### INPUT MATERIAL:
--- --- ---

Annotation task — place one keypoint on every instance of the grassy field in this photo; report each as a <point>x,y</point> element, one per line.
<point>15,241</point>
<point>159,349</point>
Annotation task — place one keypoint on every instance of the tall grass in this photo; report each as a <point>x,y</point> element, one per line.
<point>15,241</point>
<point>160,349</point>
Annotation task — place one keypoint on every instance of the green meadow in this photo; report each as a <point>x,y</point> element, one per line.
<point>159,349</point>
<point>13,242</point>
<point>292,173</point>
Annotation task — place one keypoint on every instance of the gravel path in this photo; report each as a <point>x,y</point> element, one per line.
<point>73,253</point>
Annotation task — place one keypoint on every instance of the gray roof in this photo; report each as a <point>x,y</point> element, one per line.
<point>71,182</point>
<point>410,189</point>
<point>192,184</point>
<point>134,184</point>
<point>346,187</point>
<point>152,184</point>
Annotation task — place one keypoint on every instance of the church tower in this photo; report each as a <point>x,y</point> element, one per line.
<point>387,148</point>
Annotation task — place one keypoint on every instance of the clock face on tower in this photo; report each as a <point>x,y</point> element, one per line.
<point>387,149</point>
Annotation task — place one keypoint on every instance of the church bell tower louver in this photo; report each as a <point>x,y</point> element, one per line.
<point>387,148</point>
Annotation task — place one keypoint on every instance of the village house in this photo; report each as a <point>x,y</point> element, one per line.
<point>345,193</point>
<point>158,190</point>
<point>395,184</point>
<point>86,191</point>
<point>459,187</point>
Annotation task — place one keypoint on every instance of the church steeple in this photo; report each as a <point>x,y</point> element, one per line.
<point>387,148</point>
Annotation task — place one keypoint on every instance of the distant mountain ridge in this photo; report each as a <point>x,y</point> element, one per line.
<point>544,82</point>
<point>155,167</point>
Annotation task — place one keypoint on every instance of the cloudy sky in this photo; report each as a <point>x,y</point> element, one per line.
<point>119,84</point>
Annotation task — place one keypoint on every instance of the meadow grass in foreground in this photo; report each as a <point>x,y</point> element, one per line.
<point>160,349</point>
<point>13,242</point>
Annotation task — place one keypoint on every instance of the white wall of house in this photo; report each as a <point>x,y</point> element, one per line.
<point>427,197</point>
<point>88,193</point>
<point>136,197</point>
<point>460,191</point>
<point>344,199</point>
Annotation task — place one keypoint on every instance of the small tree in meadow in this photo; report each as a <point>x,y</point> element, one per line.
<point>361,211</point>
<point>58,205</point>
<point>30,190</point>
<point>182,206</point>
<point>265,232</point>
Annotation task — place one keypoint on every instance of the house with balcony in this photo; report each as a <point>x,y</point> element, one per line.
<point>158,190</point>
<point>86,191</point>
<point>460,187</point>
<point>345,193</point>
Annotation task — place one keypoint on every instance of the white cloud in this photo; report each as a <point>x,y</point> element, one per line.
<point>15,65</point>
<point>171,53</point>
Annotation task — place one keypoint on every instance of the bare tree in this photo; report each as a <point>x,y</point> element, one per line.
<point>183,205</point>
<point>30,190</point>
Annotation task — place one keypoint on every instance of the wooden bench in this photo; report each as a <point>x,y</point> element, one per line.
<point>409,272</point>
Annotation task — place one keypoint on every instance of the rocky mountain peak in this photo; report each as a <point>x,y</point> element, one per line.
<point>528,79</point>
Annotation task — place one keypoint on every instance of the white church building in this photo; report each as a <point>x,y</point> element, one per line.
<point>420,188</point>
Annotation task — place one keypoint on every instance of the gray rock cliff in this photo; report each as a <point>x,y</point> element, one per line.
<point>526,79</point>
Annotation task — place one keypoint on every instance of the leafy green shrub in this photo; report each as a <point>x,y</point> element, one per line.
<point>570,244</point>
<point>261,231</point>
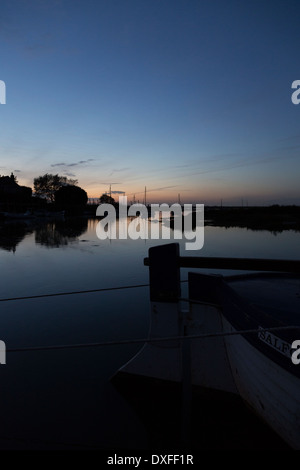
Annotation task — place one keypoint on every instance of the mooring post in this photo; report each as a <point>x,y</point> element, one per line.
<point>165,287</point>
<point>164,272</point>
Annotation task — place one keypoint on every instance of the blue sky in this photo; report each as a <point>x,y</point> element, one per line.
<point>183,97</point>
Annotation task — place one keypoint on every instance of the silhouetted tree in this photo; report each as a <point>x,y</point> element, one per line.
<point>47,185</point>
<point>106,199</point>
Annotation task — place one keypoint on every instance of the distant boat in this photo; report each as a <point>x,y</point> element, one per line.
<point>241,327</point>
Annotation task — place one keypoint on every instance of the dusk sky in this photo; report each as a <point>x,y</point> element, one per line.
<point>189,97</point>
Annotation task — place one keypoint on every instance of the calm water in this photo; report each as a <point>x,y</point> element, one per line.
<point>63,398</point>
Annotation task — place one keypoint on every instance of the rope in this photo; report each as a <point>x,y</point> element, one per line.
<point>57,294</point>
<point>72,293</point>
<point>152,340</point>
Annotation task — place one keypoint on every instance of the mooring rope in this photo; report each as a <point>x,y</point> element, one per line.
<point>152,340</point>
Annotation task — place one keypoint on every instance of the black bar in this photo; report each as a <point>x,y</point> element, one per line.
<point>164,273</point>
<point>247,264</point>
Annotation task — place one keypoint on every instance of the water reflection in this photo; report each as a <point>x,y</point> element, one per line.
<point>50,233</point>
<point>12,233</point>
<point>59,233</point>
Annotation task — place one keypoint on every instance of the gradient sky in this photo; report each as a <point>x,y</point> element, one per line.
<point>189,97</point>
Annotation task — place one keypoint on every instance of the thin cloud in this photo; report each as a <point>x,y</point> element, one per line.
<point>67,165</point>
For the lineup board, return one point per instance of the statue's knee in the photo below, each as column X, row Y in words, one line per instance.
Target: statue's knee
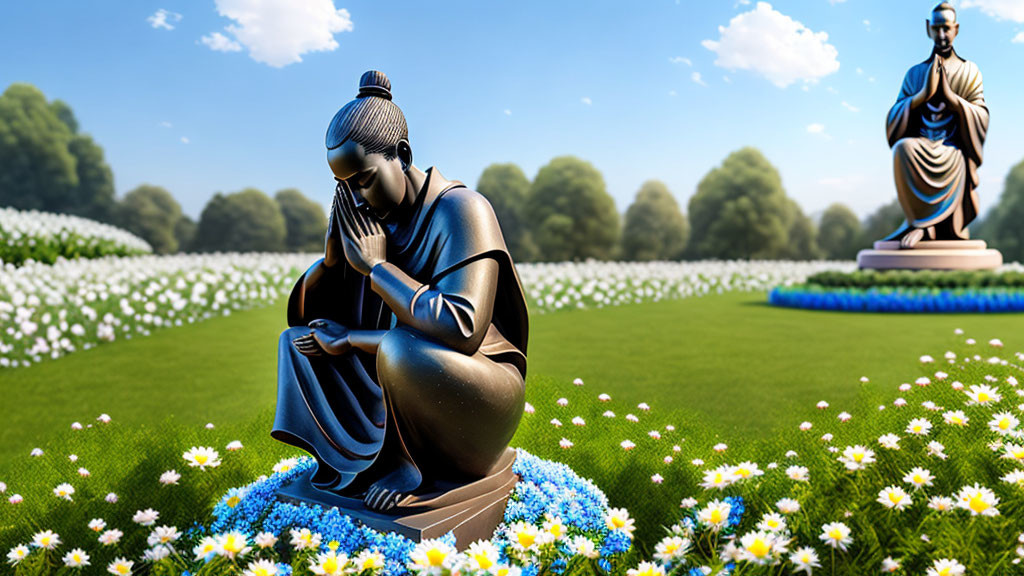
column 399, row 350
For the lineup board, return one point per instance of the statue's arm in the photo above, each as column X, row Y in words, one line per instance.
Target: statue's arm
column 456, row 311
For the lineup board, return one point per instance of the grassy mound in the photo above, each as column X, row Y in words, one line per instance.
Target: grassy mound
column 739, row 362
column 1007, row 278
column 979, row 435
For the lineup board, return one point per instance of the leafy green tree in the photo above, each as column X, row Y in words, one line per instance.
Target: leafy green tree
column 37, row 168
column 152, row 213
column 839, row 233
column 654, row 228
column 880, row 223
column 305, row 221
column 1003, row 227
column 507, row 188
column 184, row 233
column 244, row 221
column 740, row 210
column 45, row 163
column 570, row 211
column 93, row 197
column 803, row 243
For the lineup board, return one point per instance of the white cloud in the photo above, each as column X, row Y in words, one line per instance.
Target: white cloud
column 999, row 9
column 163, row 18
column 220, row 43
column 818, row 130
column 280, row 32
column 775, row 46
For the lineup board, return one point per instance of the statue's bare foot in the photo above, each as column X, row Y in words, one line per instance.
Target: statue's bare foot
column 388, row 491
column 911, row 239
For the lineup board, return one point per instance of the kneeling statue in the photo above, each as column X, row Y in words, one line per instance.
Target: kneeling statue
column 402, row 370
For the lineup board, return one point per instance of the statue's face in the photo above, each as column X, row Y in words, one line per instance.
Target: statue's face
column 942, row 29
column 379, row 182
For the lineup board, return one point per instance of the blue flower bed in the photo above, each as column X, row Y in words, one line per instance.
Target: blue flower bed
column 899, row 299
column 545, row 488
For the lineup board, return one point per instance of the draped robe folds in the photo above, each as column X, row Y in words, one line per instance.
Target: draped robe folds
column 937, row 151
column 336, row 408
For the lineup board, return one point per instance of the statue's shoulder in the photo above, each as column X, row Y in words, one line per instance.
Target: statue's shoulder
column 459, row 203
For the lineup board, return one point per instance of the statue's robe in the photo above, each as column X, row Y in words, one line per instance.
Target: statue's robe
column 337, row 409
column 937, row 152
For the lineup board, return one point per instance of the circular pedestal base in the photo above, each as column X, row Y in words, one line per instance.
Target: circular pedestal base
column 938, row 254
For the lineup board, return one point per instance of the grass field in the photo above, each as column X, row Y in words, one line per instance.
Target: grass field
column 721, row 368
column 742, row 364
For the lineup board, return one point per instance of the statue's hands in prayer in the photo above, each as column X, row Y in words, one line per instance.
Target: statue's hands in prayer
column 327, row 337
column 946, row 91
column 364, row 240
column 333, row 250
column 933, row 83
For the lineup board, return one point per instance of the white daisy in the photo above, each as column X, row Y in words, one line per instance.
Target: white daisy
column 202, row 457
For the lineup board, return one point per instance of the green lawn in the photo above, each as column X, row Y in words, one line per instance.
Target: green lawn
column 743, row 364
column 721, row 368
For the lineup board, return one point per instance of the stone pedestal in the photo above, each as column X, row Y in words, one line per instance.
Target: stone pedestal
column 471, row 510
column 934, row 254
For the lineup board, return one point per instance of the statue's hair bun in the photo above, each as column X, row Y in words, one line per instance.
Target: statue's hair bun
column 375, row 83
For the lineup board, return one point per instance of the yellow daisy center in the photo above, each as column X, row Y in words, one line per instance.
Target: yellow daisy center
column 759, row 547
column 436, row 557
column 483, row 561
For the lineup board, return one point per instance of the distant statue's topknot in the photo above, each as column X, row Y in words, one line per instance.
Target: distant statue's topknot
column 372, row 119
column 375, row 83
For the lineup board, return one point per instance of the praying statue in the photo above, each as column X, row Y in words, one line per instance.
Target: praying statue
column 936, row 129
column 402, row 372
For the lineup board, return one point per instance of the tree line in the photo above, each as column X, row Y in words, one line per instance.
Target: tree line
column 738, row 210
column 47, row 164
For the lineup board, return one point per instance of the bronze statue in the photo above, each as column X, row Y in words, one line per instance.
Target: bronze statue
column 936, row 129
column 402, row 370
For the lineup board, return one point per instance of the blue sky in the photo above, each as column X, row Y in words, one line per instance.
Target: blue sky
column 215, row 95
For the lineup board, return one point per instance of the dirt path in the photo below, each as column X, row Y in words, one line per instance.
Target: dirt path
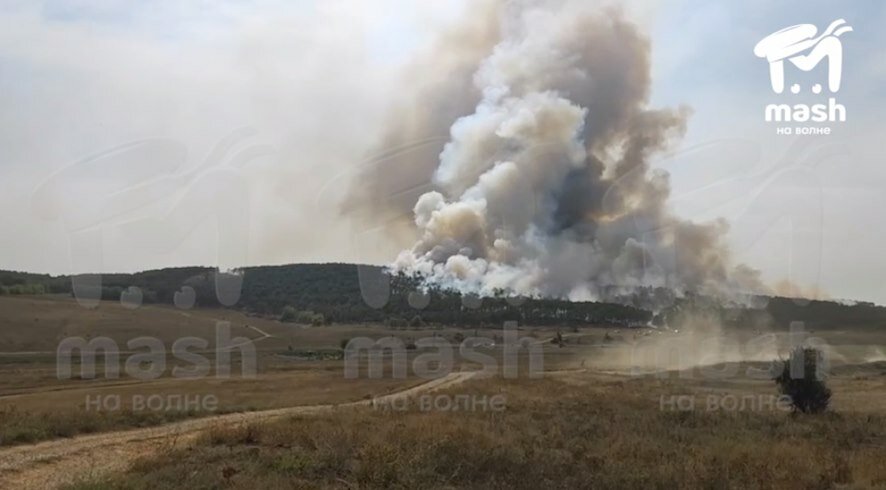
column 53, row 463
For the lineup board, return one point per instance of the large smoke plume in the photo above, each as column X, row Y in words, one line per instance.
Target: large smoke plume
column 544, row 186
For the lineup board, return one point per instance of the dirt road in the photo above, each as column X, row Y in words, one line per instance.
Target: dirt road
column 53, row 463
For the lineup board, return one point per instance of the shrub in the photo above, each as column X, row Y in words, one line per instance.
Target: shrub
column 807, row 391
column 396, row 322
column 288, row 314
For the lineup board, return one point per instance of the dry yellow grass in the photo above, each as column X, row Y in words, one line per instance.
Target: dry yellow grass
column 572, row 431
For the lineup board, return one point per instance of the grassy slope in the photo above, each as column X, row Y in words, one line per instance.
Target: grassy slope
column 555, row 433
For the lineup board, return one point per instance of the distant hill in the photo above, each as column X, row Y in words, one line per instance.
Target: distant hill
column 332, row 293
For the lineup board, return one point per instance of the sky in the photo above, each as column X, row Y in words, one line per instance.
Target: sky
column 127, row 126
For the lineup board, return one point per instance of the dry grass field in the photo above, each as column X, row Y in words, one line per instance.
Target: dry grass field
column 570, row 430
column 603, row 415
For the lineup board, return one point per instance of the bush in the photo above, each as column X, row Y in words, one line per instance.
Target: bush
column 288, row 314
column 808, row 392
column 291, row 315
column 396, row 322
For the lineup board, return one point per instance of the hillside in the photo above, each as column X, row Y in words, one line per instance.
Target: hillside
column 331, row 293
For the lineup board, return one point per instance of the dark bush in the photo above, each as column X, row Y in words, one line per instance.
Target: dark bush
column 802, row 380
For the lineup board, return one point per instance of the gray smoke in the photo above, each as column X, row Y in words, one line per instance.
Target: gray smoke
column 543, row 186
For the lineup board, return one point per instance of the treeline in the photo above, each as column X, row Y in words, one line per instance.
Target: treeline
column 332, row 293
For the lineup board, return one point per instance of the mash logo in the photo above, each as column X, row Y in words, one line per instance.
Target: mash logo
column 805, row 49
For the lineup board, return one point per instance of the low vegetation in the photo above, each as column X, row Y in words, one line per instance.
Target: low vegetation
column 801, row 380
column 569, row 433
column 24, row 427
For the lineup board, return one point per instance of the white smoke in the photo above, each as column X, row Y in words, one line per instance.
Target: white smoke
column 545, row 187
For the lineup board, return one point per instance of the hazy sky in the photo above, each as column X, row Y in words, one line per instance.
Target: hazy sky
column 111, row 111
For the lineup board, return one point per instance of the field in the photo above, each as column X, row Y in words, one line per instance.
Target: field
column 613, row 408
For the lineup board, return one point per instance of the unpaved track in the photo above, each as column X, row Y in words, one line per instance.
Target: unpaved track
column 53, row 463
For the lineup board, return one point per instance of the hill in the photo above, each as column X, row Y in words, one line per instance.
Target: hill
column 332, row 293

--- --- ---

### WHAT THE TASK ASKS:
Turn the listing above, from the line with "the white church" up to and including the line with "<point>420,188</point>", into a numbered list, leaving out any blank lines.

### THE RESULT:
1. Annotation task — place one keypoint on every instance of the white church building in this photo; report each as a <point>x,y</point> element, one per line.
2. <point>420,188</point>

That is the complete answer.